# Work to do
Reproduce each line exactly. Skip none.

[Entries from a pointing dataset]
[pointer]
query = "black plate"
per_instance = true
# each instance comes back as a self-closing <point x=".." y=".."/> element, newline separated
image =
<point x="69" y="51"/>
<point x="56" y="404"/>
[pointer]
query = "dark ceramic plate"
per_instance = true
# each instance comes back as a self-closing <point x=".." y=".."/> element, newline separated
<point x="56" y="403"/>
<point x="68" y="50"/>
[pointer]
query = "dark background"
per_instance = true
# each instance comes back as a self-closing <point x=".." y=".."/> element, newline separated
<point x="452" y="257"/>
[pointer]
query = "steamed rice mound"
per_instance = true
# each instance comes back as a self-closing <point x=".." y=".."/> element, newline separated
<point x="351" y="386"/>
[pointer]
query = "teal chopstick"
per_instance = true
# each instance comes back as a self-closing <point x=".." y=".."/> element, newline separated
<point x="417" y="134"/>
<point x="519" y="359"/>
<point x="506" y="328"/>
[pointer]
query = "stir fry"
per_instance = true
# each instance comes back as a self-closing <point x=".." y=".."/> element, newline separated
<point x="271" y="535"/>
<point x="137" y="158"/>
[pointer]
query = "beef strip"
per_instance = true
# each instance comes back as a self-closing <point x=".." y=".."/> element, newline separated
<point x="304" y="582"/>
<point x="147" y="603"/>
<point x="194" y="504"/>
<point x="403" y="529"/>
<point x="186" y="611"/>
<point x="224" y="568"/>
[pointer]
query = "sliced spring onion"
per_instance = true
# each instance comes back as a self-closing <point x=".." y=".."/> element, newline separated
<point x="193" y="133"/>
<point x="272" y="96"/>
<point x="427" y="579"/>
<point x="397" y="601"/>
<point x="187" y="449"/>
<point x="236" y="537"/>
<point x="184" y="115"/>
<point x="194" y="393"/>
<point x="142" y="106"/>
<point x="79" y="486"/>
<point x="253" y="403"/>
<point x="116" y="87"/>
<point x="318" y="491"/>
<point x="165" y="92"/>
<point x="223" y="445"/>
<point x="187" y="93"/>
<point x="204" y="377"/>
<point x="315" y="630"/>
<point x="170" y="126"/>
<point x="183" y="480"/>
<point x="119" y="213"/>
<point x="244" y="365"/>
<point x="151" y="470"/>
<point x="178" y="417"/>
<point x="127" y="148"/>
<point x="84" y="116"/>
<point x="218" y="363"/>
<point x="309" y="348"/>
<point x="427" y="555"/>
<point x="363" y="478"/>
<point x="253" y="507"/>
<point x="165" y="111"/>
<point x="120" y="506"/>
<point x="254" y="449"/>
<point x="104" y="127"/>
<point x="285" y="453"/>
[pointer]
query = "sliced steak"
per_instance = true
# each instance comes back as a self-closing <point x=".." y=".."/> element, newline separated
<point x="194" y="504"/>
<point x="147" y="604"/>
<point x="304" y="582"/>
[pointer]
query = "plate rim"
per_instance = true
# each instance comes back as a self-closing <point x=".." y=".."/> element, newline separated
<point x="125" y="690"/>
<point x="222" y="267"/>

# Exercise answer
[pointer]
query = "black plate"
per_instance = true
# each instance comes back as a self-closing <point x=".." y=".."/> element, newline separated
image =
<point x="69" y="51"/>
<point x="56" y="404"/>
[pointer]
query = "dark ceramic plate"
per_instance = true
# each instance comes back as a self-closing <point x=".." y=".."/> element, newline separated
<point x="56" y="403"/>
<point x="68" y="50"/>
[pointer]
query = "dark background"
per_instance = true
# each instance comes back as a self-closing <point x=".." y=".."/> element, newline separated
<point x="452" y="257"/>
[pointer]
query = "steamed rice mound"
per_instance = true
# each instance comes back as a self-closing <point x=".." y=".."/> element, newline separated
<point x="351" y="386"/>
[pointer]
query = "teal chopstick"
per_instance = true
# each instance comes back as a self-closing <point x=".." y=".."/> element, newline separated
<point x="417" y="134"/>
<point x="519" y="359"/>
<point x="506" y="328"/>
[pointer]
query = "stir fry"
per_instance = true
# each instance comes back as a self-closing <point x=".." y=".."/> element, newline separated
<point x="271" y="535"/>
<point x="137" y="158"/>
[pointer]
query = "beef strip"
per_instance = true
# each instance comes back as a self-closing <point x=".." y=".."/> element, newline separated
<point x="304" y="582"/>
<point x="147" y="603"/>
<point x="194" y="504"/>
<point x="403" y="529"/>
<point x="186" y="611"/>
<point x="224" y="568"/>
[pointer]
query = "sliced spring onion"
per_instance = true
# each instance comes back as a self-closing <point x=".." y=".."/> element, newline separated
<point x="193" y="133"/>
<point x="272" y="96"/>
<point x="427" y="579"/>
<point x="397" y="601"/>
<point x="187" y="449"/>
<point x="236" y="537"/>
<point x="184" y="115"/>
<point x="194" y="393"/>
<point x="142" y="106"/>
<point x="79" y="486"/>
<point x="253" y="403"/>
<point x="116" y="87"/>
<point x="318" y="491"/>
<point x="165" y="92"/>
<point x="223" y="445"/>
<point x="187" y="93"/>
<point x="204" y="377"/>
<point x="315" y="630"/>
<point x="170" y="126"/>
<point x="183" y="480"/>
<point x="119" y="213"/>
<point x="244" y="365"/>
<point x="151" y="470"/>
<point x="178" y="417"/>
<point x="127" y="148"/>
<point x="84" y="116"/>
<point x="218" y="363"/>
<point x="309" y="348"/>
<point x="427" y="555"/>
<point x="363" y="478"/>
<point x="253" y="507"/>
<point x="165" y="111"/>
<point x="120" y="506"/>
<point x="254" y="449"/>
<point x="104" y="127"/>
<point x="285" y="453"/>
[pointer]
query = "sliced steak"
per_instance = true
# each instance comes back as a self-closing <point x=".." y=".."/> element, newline separated
<point x="194" y="504"/>
<point x="147" y="604"/>
<point x="304" y="582"/>
[pointer]
query = "plate rim"
per_instance = true
# each instance comes back as a self-closing <point x=".." y=".."/> element, newline separated
<point x="125" y="690"/>
<point x="222" y="267"/>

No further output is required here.